Text:
Die Probiodrug AG aus Halle an der Saale gilt als eines der führenden Unternehmen in der Erforschung von Alzheimer-Erkrankungen. Im Gespräch äußert sich Probiodrug-CEO Konrad Glund zu den Herausforderungen von Alzheimer, internationalen Börsensegmenten und warum man den US-Markt nicht mit den Bedingungen in Deutschland gleichsetzen sollte.

Aktuell leben weltweit rund 44 Mio. Menschen mit Alzheimer. Experten gehen davon aus, dass sich die Zahl der Erkrankten bis zum Jahr 2030 verdoppeln und bis 2050 mehr als verdreifachen wird. Hinzu kommen Familienangehörige, die von der Krankheit indirekt betroffen sind, etwa durch Pflege und Betreuung. Die globalen Kosten von Alzheimer werden auf über 600 Mrd. USD geschätzt.

Neues Konzept gegen Alzheimer
In den vergangenen Jahren ist es der Belegschaft von Probiodrug gelungen, ein neuartiges Konzept gegen die Entstehung und das Fortschreiten von Alzheimer-Erkrankungen zu entwickeln. Im Fokus steht dabei die Senkung von Pyroglutamat-Abeta, eine Art von Peptiden, denen im Rahmen von Alzheimer-Erkrankungen eine wesentliche Rolle zugeschrieben wird. Gegenwärtig befindet sich der Probiodrug-Leitwirkstoff PQ912 in der klinischen Phase 2a. „Wir besitzen Patente, welche die Nutzung von Glutaminylzyklase als Therapieform und seine Produktkandidaten sowie weitere spezifische monoklonale Antikörper gegen Pyroglutamat-Abeta schützen“, erklärt Probiodrug-CEO Konrad Glund. Der medizinische Bedarf bei Alzheimer ist enorm, denn anders als etwa bei Herz-Kreislauf-Erkrankungen sind bei Alzheimer bislang nur sehr wenige Therapieformen erforscht. Die Herausforderungen und die damit verbundenen Kosten sind immens. Auch mussten in den vergangenen Jahren einige Unternehmen ihre klinischen Studien nach enttäuschenden Studiendaten wieder einstellen.

Aufgabe 1:
Nenne die Themen, zu denen sich Konrad Glund laut dem Text über Probiodrug im Gespräch äußert.
Aufgabe 2:
Greif den Text über Probiodrug und die Alzheimer-Forschung nach seinem letzten Satz auf und schreib ihn weiter.

Vorliegendes Material:

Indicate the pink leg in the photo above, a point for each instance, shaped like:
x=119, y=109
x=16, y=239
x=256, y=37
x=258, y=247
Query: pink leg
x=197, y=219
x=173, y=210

Lösung 1:
- die Herausforderungen von Alzheimer
- internationale Börsensegmente
- warum man den US-Markt nicht mit den Bedingungen in Deutschland gleichsetzen sollte

Lösung 2:
Keine Entscheidung gegen deutschen Börsenplatz
Im Oktober 2014 gelang Probiodrug der erfolgreiche Start an der Amsterdamer Börse Euronext.  Laut Konrad Glund  sei das Listing an der Euronext keine Entscheidung gegen einen Börsenplatz in Deutschland gewesen. „Wir haben uns ganz bewusst für das bessere Ökosystem entschieden, also das Zusammenspiel aus Börsenplatz, Investoren, Analysten und Banken“, betont er. Die Euronext, so Glund, biete europäischen Biotech-IPOs ein ideales Umfeld. In der Tat: So hat beispielsweise Frankreich sein entsprechendes Marktsegment seit längerem an die europäische Börse gekoppelt und wird somit auch dem internationalen Anspruch der Szene gerecht. „Das Umfeld für Biotech-Börsengänge boomt seit Jahren“, erklärt Konrad Glund. Längst haben sich lukrative Biotech-Produkte auf dem Markt etabliert und auch Generalisten investieren zunehmend in Biotech-Firmen. „In den USA haben einzelne Biotech-Firmen die Kapitalstärke großer Pharma-Konzerne erreicht, es werden Dividendenausschüttungen vorgenommen und Aktienrückkäufe getätigt“, so der CEO von Probiodrug. „Allerdings haben die USA auch die größere Masse an Biotech-Firmen, folglich erleben wir dort auch mehr Börsengänge.“ Und auch die hohen Bewertungen dort müsse man am Ende in Relation zu den investierten Summen sehen.

Es gibt ein Umsetzungsproblem
Am Ende gibt es wohl weniger ein Erkenntnis-, als ein Umsetzungsproblem. Eine Einrichtung wie das Deutsche Börse Venture Network mag ein erster Schritt in die richtige Richtung sein. Doch es reicht nicht aus, ausschließlich gute Börsenkandidaten zu fördern. Es braucht flankierende Maßnahmen, spezialisierte Analysten, Banken und Fonds, die investieren wollen und das hohe Ausfallrisiko nicht scheuen. Und blickt man ins Ausland, so gibt es beispielsweise in Frankreich längst steuerliche Anreize für Venture Capital-Investitionen oder Pensionskassen in der Schweiz, die sich an der Risikofinanzierung beteiligen. „Aber erklären Sie mal einem ausländischen Investor das Thema ‚Verlustvortrag‘“, so Glund. Dabei könnte sich die deutsche Szene doch auf ein gutes Fundament berufen. Doch der Weg zu einem wohnlichen Anwesen ist weit. „Wir haben in Deutschland eine gute Frühphasenfinanzierung, danach reißt es ab. Und so springen viele internationale Investoren gar nicht erst auf den deutschen Biotech-Zug auf“, schließt Konrad Glund.